* [TEXTAUSSCHNITT]:
◇ ◇ ◇ ◇

Lucinda Billy John entstammt einer adligen Familie im Matriarchat der Inselwelt der Marshalls.

Ihre Mutter war eine der „Ladies“ der Insel Mili. Wir treffen Lucinda im städtischen Teil von Majuro vor dem großen K & K Supermarkt, wo die ausländischen Entwicklungshelfer ihre gewohnten Produkte erhalten können: westliches Obst und Gemüse, Marlboro Zigaretten (gerade ausverkauft), Softdrinks, Käse und Wurst aus der Markenreihe „Western Family“.

Aber Lucinda zieht es zur Lagune. Sie führt uns über die quirlige Hauptstraße bis zu einem kleinen Park, wo an diesem Abend des 8. März 2018 die Bühnen und Stände abgebaut werden, an denen der internationale Frauentag gefeiert wurde. Selbstbewusst bahnt sie sich ihren Weg, wiegend ist ihr Gang, man nickt ihr zu, man kennt sie.

◇ ◇ ◇ ◇

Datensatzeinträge
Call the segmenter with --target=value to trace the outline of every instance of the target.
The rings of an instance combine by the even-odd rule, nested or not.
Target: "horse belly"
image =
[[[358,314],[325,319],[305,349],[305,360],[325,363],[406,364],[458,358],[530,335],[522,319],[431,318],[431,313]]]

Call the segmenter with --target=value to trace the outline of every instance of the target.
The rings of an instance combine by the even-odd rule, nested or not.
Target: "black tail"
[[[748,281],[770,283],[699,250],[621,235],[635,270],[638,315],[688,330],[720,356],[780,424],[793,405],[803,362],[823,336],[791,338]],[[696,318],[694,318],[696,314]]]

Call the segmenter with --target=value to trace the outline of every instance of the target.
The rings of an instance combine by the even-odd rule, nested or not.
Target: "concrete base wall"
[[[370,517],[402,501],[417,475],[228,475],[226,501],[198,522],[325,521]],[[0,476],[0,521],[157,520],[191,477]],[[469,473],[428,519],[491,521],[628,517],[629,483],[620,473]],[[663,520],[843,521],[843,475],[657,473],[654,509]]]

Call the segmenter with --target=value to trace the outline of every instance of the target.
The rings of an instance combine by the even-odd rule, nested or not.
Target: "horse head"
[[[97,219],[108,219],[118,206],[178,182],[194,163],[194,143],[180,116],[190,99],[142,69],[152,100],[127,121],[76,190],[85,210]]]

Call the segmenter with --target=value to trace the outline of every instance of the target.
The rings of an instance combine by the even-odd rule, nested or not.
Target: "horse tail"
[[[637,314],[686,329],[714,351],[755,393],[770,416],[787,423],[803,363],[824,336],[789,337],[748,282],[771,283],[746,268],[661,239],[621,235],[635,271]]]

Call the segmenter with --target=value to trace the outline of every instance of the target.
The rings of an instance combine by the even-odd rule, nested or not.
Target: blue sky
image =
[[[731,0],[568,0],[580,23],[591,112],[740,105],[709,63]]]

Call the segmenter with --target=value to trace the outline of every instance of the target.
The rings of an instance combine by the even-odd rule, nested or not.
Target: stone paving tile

◇ ◇ ◇ ◇

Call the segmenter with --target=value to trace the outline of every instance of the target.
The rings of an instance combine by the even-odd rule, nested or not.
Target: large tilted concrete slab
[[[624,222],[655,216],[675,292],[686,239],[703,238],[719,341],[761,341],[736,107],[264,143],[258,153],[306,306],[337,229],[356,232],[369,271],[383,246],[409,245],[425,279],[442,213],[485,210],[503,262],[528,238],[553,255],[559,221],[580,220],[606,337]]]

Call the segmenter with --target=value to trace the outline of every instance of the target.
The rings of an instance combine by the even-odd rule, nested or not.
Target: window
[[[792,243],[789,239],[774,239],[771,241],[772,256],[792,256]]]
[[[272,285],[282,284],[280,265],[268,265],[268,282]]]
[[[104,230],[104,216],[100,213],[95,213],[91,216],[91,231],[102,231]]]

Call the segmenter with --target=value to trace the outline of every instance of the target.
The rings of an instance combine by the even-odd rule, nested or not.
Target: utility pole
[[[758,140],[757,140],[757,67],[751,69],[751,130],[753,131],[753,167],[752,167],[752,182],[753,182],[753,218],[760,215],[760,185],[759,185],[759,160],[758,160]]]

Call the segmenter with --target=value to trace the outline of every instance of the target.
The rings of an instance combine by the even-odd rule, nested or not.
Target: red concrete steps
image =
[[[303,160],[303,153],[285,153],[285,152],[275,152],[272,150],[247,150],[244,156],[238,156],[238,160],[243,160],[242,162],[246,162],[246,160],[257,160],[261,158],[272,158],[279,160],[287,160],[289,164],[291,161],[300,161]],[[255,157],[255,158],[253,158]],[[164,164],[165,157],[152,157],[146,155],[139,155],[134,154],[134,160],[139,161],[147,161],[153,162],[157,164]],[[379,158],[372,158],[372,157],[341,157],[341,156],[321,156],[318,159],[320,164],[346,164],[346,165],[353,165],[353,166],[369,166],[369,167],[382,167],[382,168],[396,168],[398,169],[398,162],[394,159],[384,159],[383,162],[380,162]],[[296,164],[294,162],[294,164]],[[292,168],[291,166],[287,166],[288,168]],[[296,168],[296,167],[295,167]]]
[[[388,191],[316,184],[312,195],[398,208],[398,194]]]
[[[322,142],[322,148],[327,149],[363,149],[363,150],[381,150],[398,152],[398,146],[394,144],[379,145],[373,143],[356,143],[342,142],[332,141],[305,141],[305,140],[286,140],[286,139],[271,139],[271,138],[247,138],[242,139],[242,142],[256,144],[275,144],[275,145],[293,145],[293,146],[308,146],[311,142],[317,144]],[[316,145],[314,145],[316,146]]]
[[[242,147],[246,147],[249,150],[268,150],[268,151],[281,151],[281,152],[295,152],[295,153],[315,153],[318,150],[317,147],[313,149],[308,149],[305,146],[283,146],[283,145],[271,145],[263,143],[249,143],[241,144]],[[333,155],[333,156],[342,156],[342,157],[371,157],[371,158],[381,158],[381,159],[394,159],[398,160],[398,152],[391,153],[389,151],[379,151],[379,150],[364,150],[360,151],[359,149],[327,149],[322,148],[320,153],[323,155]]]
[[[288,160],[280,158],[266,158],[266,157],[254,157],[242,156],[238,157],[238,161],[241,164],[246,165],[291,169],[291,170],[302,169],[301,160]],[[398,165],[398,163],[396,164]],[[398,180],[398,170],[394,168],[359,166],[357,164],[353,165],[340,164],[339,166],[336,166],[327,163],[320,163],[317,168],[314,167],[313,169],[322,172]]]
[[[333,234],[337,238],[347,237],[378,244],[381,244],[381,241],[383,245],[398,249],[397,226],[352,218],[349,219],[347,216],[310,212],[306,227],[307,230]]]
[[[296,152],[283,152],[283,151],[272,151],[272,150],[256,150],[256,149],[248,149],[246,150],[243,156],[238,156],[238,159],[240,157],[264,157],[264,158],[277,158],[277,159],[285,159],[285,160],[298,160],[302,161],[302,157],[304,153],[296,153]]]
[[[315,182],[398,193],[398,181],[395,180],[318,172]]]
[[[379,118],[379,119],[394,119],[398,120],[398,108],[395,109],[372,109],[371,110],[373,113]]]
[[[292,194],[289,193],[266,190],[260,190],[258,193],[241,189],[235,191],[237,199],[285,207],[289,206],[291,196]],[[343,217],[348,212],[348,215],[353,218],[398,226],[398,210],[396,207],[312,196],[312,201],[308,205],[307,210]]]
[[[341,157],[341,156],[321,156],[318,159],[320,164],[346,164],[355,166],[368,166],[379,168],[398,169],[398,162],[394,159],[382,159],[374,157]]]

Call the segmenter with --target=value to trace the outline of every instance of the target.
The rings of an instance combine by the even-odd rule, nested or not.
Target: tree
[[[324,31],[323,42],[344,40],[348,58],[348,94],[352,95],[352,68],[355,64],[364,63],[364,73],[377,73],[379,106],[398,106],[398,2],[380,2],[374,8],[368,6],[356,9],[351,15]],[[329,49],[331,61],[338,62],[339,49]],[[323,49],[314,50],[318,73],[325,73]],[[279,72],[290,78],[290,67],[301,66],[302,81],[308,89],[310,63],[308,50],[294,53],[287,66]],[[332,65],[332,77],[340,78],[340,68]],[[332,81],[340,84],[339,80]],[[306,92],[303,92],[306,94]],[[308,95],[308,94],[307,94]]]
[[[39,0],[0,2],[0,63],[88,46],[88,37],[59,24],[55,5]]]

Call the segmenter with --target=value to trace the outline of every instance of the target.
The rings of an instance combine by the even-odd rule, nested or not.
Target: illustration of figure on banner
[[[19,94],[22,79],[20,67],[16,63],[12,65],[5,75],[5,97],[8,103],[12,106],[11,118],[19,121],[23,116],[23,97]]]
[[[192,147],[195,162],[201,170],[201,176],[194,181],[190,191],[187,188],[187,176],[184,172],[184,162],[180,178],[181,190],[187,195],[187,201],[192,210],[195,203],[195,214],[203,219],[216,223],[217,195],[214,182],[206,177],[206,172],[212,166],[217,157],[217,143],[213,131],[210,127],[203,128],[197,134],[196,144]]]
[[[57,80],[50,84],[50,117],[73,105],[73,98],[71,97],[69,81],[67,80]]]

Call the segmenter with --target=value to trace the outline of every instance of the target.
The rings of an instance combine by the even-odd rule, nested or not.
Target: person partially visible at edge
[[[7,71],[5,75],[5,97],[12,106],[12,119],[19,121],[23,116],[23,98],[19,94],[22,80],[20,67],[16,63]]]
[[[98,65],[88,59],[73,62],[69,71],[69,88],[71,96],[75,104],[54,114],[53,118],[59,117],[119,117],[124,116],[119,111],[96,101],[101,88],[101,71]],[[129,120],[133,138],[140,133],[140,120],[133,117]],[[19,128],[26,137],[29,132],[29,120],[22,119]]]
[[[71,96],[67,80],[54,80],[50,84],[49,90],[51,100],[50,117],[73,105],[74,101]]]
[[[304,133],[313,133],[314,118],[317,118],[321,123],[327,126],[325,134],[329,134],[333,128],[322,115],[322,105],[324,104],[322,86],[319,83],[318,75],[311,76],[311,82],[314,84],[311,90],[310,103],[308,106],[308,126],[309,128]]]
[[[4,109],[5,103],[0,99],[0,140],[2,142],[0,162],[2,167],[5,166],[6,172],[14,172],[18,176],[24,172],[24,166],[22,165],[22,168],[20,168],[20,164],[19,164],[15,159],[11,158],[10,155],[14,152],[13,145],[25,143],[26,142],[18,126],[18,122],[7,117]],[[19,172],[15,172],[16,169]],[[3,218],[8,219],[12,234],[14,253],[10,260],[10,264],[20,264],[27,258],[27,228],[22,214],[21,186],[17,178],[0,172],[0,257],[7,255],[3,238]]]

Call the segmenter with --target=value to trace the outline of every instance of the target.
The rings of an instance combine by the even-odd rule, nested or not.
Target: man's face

◇ ◇ ◇ ◇

* [ZU ERLEDIGEN]:
A: Liste alle Waren auf, die der Textausschnitt über Lucinda Billy John als im K & K Supermarkt erhältlich nennt.
B: Führe bitte den Textausschnitt über Lucinda Billy John im Anschluss an seinen letzten Satz weiter.

* [DIE LÖSUNGEN]:
A:
- westliches Obst und Gemüse
- Marlboro Zigaretten (gerade ausverkauft)
- Softdrinks
- Käse und Wurst aus der Markenreihe „Western Family“

B:
Wir setzen uns gegenüber auf zwei Bänke und sie beginnt würdevoll zu erzählen.

Wie viele Atombomben und Wasserstoffbomben man über den Inseln einst gezündet hat, das erinnere sie nicht. Es seien viele gewesen und heute gibt es eine neue Bombe, den Anstieg des Meeresspiegels. Der Ort, wo sie als Kind spielte, den gibt es nicht mehr. Und gleich hinter uns, wo die Seemauer endet und die Lagune beginnt, da liege ein kleiner Hafen unter Wasser, heute.

Doch das berechtige die Leute nicht, ihr Land zu verlassen. Zwei Söhne hat sie. Sie leben in den USA. Und jedes Mal, wenn sie sie besuchen fährt, da freut sie sich, sie zu sehen, doch das Heimweh ist auch stark, fast ist es stärker als die Liebe. Und ihre Mädchen, die seien schließlich auch daheim geblieben, an diesem wunderbaren Ort, wo die Menschen alles miteinander teilen und das Taxi von einem Teil der Insel zum anderen Teil kaum zwei Dollar kostet und dich der Fahrer auch dann mitnimmt, wenn du mal kein Geld dabei hast.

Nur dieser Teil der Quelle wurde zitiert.